Exercise data

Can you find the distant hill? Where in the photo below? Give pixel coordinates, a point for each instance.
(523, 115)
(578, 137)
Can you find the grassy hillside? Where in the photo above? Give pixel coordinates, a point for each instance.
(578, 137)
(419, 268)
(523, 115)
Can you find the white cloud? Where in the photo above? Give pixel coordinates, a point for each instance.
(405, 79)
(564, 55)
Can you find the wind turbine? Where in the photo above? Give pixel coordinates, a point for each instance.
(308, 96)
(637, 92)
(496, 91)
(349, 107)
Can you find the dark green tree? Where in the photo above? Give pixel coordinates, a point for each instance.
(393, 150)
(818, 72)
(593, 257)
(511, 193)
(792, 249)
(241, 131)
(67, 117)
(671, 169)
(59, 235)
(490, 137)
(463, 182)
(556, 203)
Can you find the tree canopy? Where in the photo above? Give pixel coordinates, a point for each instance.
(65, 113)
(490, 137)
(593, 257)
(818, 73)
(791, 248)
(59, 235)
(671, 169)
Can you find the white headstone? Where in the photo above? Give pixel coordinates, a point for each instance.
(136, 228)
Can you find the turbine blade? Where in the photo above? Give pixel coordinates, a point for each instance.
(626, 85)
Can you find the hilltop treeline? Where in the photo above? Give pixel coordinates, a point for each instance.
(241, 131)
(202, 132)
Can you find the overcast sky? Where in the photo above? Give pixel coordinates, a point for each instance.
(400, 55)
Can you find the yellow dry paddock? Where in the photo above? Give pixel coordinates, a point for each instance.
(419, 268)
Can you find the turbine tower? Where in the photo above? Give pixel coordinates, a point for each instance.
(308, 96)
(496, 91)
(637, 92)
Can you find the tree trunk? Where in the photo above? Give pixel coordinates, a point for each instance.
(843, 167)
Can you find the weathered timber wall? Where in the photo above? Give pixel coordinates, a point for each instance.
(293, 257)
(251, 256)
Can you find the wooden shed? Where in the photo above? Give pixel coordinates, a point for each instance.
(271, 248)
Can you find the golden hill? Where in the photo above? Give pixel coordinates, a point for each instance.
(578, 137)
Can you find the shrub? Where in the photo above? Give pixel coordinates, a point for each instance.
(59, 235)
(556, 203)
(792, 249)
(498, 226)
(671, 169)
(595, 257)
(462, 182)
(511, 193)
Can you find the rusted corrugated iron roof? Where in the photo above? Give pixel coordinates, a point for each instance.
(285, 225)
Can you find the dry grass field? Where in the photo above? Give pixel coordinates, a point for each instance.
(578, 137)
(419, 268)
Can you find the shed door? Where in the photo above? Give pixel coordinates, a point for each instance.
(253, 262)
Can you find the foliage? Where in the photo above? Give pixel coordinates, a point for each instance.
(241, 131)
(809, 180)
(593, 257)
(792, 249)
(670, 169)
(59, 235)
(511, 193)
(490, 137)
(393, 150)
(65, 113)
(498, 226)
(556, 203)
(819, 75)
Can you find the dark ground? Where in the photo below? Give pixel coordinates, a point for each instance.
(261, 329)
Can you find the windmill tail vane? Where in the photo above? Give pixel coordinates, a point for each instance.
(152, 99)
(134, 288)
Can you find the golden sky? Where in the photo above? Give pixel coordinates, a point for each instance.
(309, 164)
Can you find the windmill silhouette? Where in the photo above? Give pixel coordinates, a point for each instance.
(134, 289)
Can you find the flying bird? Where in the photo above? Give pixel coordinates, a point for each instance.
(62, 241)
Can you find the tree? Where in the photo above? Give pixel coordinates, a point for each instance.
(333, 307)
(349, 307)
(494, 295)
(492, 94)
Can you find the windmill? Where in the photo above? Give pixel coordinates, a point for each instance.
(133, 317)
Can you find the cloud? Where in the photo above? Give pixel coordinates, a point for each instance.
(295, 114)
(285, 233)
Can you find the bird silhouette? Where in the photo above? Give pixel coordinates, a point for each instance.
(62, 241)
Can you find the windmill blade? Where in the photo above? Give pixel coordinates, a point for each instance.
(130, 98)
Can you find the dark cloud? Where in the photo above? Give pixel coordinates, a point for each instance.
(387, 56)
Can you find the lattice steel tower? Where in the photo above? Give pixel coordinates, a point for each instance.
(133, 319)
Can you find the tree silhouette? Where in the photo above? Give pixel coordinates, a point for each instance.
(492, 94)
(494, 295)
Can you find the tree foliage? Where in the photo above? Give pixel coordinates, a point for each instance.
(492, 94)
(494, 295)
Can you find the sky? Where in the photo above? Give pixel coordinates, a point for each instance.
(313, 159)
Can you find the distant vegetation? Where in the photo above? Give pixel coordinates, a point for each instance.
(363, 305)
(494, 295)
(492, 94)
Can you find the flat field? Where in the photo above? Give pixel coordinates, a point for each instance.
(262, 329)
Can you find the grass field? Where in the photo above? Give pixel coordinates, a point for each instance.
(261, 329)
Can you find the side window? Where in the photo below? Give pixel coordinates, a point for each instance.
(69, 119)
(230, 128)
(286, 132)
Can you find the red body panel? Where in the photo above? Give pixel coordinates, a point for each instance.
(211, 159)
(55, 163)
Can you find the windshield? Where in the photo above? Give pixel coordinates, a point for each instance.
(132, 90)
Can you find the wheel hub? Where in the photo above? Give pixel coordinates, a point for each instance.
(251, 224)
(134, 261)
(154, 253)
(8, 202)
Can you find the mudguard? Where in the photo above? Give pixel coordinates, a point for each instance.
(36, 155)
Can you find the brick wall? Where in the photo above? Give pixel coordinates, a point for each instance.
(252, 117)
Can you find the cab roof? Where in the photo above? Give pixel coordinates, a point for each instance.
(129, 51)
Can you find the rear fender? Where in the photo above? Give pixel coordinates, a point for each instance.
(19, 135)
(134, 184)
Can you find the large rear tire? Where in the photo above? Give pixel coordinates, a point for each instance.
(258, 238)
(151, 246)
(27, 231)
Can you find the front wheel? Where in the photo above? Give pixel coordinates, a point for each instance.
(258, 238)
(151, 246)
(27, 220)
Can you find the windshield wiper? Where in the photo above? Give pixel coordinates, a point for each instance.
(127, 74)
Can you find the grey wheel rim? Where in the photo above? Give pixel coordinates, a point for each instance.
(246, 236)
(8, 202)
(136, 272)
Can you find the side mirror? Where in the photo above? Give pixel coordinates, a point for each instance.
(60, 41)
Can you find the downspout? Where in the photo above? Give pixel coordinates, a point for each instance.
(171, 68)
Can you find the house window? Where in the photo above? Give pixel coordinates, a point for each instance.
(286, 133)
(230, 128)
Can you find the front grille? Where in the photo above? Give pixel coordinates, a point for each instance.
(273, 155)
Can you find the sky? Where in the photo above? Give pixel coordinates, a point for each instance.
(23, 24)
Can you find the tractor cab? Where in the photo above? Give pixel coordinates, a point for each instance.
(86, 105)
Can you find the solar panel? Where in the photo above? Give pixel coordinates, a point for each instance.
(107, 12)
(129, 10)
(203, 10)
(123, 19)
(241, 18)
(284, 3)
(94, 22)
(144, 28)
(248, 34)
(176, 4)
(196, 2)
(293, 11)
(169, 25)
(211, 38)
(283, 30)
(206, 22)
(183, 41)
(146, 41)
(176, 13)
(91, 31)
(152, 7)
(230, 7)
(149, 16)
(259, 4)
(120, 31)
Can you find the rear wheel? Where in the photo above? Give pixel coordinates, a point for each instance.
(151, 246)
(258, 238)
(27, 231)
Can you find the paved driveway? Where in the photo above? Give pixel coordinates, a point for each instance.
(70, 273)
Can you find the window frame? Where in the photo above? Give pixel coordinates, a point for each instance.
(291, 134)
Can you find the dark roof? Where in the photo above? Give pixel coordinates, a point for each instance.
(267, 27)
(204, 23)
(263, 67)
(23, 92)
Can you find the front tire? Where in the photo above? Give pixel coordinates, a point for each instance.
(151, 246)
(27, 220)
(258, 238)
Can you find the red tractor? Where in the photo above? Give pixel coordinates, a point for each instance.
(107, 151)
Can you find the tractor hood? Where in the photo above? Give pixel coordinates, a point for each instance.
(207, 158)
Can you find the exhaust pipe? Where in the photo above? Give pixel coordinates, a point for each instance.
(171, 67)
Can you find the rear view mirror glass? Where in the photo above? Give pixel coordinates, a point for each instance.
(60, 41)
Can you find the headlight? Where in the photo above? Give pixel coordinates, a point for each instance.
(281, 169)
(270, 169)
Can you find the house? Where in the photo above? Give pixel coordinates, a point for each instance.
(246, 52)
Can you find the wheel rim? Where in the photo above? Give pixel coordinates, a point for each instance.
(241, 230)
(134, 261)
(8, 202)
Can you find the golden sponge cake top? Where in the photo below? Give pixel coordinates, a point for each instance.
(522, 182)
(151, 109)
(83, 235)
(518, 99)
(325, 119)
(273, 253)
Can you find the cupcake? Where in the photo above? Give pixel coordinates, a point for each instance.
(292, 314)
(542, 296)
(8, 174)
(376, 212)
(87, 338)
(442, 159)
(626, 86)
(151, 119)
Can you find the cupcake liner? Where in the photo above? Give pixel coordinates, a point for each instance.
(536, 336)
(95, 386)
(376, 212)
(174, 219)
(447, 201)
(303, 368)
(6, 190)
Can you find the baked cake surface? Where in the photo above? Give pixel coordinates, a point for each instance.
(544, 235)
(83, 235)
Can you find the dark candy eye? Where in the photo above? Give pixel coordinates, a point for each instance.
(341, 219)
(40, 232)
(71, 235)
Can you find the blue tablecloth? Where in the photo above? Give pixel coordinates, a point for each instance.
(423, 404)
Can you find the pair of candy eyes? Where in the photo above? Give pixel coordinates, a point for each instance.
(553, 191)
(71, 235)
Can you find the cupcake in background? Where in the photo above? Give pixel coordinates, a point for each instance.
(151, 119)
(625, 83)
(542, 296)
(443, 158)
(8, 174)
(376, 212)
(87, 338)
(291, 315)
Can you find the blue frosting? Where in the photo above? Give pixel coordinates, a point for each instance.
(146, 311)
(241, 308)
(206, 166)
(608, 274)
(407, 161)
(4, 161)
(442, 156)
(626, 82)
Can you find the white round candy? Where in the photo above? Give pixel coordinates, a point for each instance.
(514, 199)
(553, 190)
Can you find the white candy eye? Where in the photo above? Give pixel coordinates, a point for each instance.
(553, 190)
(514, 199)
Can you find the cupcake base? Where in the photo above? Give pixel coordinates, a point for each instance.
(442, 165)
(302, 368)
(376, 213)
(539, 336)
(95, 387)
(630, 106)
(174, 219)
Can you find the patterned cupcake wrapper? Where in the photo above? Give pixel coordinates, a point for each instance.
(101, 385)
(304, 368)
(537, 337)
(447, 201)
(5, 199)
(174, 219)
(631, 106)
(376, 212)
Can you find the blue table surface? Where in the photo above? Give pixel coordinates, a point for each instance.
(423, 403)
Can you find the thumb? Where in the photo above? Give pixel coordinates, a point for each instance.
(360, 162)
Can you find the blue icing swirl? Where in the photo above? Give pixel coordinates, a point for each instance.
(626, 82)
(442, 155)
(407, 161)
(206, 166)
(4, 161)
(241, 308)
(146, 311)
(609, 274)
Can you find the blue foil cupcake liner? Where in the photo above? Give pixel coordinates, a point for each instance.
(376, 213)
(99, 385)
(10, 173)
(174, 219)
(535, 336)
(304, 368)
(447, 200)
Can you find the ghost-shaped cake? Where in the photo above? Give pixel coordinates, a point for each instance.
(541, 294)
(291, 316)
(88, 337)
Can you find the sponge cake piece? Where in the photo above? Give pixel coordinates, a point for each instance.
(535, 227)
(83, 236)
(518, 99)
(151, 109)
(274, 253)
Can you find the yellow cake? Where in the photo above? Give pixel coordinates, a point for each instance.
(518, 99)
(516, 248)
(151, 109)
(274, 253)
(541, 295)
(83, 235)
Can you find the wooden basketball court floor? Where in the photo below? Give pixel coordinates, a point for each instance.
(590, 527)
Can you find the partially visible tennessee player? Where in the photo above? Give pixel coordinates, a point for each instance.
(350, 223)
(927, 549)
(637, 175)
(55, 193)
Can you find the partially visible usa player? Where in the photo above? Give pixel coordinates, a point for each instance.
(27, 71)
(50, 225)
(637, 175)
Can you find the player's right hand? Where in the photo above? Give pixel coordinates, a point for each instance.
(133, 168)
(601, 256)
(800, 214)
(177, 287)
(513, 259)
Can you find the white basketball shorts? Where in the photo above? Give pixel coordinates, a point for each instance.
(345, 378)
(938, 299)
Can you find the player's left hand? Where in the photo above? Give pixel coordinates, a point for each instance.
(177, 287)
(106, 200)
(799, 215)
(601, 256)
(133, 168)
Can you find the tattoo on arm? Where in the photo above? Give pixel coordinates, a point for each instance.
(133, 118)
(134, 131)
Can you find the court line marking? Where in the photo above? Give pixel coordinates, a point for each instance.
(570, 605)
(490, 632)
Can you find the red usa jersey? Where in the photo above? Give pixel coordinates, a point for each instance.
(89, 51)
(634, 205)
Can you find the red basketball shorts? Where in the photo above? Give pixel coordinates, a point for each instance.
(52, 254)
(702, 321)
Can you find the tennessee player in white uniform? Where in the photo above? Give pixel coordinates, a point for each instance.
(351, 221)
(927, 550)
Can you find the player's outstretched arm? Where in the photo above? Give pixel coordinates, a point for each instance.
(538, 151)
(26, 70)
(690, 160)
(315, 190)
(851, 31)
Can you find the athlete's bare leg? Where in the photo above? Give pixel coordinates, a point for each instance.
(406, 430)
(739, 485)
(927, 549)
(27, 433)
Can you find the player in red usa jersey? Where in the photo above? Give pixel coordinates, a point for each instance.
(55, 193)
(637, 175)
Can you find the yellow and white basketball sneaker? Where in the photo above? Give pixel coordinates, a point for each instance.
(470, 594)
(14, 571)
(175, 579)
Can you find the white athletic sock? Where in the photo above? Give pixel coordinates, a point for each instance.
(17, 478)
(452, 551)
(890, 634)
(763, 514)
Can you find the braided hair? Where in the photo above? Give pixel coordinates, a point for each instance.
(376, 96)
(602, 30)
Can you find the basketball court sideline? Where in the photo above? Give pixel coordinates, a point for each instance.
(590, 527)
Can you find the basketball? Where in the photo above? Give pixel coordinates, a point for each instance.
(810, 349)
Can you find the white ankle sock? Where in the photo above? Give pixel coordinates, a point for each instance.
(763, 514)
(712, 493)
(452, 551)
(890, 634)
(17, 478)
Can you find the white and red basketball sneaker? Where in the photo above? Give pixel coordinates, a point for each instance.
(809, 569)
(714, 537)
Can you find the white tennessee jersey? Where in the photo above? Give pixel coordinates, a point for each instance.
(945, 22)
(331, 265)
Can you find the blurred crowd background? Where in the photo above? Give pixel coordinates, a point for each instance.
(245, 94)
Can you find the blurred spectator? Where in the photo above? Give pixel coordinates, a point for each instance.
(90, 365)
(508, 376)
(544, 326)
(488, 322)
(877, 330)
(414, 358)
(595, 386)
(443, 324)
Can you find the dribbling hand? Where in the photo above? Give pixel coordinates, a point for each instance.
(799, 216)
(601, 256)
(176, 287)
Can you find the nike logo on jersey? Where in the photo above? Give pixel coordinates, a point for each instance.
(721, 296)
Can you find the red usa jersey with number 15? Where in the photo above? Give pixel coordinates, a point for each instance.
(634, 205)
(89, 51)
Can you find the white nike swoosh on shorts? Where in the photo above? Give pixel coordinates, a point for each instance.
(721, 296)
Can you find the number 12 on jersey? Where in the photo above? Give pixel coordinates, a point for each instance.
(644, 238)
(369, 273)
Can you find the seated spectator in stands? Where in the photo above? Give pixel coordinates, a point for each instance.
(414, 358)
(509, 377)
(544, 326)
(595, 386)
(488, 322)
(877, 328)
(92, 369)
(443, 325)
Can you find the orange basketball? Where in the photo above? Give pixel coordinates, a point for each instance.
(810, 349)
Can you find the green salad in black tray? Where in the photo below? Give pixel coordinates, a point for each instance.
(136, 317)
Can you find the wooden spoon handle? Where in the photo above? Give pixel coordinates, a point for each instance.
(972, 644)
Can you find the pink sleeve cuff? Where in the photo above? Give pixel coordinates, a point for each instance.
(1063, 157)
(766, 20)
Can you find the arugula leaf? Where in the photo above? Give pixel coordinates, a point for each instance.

Set task
Return, word for word, each line from the line that contains "Can you find the blurred crowd" to the end of the listing above; include both end lines and nothing else.

Solution for this task
Can you find the blurred crowd background? Where in the photo above? Give pixel coordinates, a point for each instance.
(245, 94)
Can you find the blurred spectator? Where in the photo above? Give pixel coordinates, a point for each instance.
(90, 365)
(508, 376)
(544, 326)
(488, 322)
(877, 330)
(414, 358)
(595, 386)
(443, 324)
Can you find the dribbling hand? Where in the photo above? Give pixel coordinates, a point for each instance.
(799, 216)
(601, 256)
(176, 287)
Can you find the nike logo on jersey? Where in the photo above? Give pixel coordinates, a point for each instance.
(721, 296)
Can you find the red usa jersey with number 15? Where in the photo above? Give pixel coordinates, a point for each instance.
(634, 205)
(89, 51)
Can you find the white nike swoosh on shorts? Where in the photo above? Give pixel coordinates, a point for each instance.
(721, 296)
Can you find the number 12 on jersey? Where in the photo above? Give pixel coordinates, a point for each instance.
(644, 238)
(369, 273)
Can you find the seated spectator in stands? Where in the photo above? Give pixel coordinates, a point for each instance.
(414, 358)
(509, 377)
(544, 326)
(595, 386)
(488, 322)
(877, 328)
(92, 369)
(443, 325)
Can you find the orange basketball? Where in the photo above? Give pixel coordinates, a point for each instance.
(810, 349)
Can you find the green salad in black tray? Where in the photo below? Give pixel coordinates, a point for each instance.
(136, 317)
Can you find the wooden spoon handle? Where in the photo above? Give pixel coordinates, a point for each instance.
(972, 644)
Can you find the pink sleeve cuff? Where in the photo above? Give pixel coordinates, a point for each instance.
(1063, 157)
(766, 20)
Can you find the arugula leaf? Where in the photo above? Give pixel coordinates, a point for each instance.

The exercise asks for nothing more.